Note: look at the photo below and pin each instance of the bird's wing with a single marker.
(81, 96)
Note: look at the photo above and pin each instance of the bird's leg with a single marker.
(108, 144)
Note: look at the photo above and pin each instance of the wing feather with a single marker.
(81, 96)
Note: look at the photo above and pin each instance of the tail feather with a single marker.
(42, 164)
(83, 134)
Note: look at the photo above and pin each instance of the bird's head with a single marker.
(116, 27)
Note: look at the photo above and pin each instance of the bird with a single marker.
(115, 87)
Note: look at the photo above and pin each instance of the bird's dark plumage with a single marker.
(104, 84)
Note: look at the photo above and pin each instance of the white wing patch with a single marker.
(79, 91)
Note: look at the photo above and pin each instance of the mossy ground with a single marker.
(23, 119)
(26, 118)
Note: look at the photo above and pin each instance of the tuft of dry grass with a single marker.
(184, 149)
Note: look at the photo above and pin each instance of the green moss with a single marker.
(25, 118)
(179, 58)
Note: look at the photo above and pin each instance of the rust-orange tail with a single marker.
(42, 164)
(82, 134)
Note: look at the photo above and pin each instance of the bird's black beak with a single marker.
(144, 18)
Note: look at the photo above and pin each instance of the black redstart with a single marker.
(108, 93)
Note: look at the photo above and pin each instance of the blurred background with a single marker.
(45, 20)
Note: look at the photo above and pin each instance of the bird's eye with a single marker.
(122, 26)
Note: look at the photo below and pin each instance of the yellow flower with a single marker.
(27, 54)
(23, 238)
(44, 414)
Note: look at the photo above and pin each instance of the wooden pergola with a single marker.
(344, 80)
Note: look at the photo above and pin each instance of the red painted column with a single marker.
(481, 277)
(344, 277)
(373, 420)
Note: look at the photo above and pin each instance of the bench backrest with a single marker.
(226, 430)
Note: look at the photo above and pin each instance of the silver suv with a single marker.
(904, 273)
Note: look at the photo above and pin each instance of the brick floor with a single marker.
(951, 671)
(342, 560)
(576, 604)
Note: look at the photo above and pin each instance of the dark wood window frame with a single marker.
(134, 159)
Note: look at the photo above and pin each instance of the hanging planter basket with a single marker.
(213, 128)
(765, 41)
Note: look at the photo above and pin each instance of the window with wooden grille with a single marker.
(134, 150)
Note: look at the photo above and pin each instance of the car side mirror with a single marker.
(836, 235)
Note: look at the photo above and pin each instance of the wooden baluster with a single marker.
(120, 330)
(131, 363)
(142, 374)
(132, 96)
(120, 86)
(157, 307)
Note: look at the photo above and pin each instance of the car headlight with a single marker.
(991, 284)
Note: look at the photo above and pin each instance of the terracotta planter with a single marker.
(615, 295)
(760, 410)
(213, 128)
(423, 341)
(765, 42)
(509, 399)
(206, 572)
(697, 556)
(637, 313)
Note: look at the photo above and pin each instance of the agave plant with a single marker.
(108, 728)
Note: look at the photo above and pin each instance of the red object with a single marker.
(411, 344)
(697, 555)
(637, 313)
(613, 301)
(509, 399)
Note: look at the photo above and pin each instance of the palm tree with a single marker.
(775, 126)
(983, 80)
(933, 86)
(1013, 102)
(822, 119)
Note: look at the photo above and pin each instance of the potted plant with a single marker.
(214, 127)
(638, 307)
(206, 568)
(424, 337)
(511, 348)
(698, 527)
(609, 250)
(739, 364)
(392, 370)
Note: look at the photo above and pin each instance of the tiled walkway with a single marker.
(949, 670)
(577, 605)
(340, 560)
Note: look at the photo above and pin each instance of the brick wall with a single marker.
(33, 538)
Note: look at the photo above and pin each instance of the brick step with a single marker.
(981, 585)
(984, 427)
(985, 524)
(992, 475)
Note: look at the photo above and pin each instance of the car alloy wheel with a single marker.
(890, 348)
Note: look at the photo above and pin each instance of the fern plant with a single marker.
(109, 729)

★ ★ ★ ★ ★

Work required
Reproduce everything from the line containing "agave plant with a single marker." down to the end of the entries, including both ends, with no changes.

Finished exercise
Note: look at the photo above and pin each instance of the agave plant with a single marker.
(108, 728)
Note: look at the photo above and pin each instance of the red object with a single marker.
(411, 344)
(697, 555)
(637, 313)
(613, 301)
(509, 399)
Note: look at the photo above and pin each instance of the palm tree with a single marker.
(775, 126)
(983, 80)
(933, 86)
(1013, 102)
(822, 119)
Note: look at the photo above and pin each instance of the potted plant with a single marker.
(214, 127)
(638, 307)
(206, 568)
(424, 337)
(511, 348)
(698, 527)
(609, 250)
(739, 364)
(392, 370)
Note: look at the photo above and pin each instance of the tiled walkway with a single marker.
(949, 670)
(577, 605)
(340, 560)
Note: look at the photo above and pin each instance of the brick wall with a single marker.
(33, 538)
Note: look at the photo above and pin each instance of the brick step with a single marker.
(981, 585)
(984, 427)
(985, 524)
(992, 475)
Note: look at the photo above and pin each instance of the car alloy wheel with a single marker.
(890, 348)
Note: look at the photo above and pin each instance of the fern plant with a single marker.
(109, 729)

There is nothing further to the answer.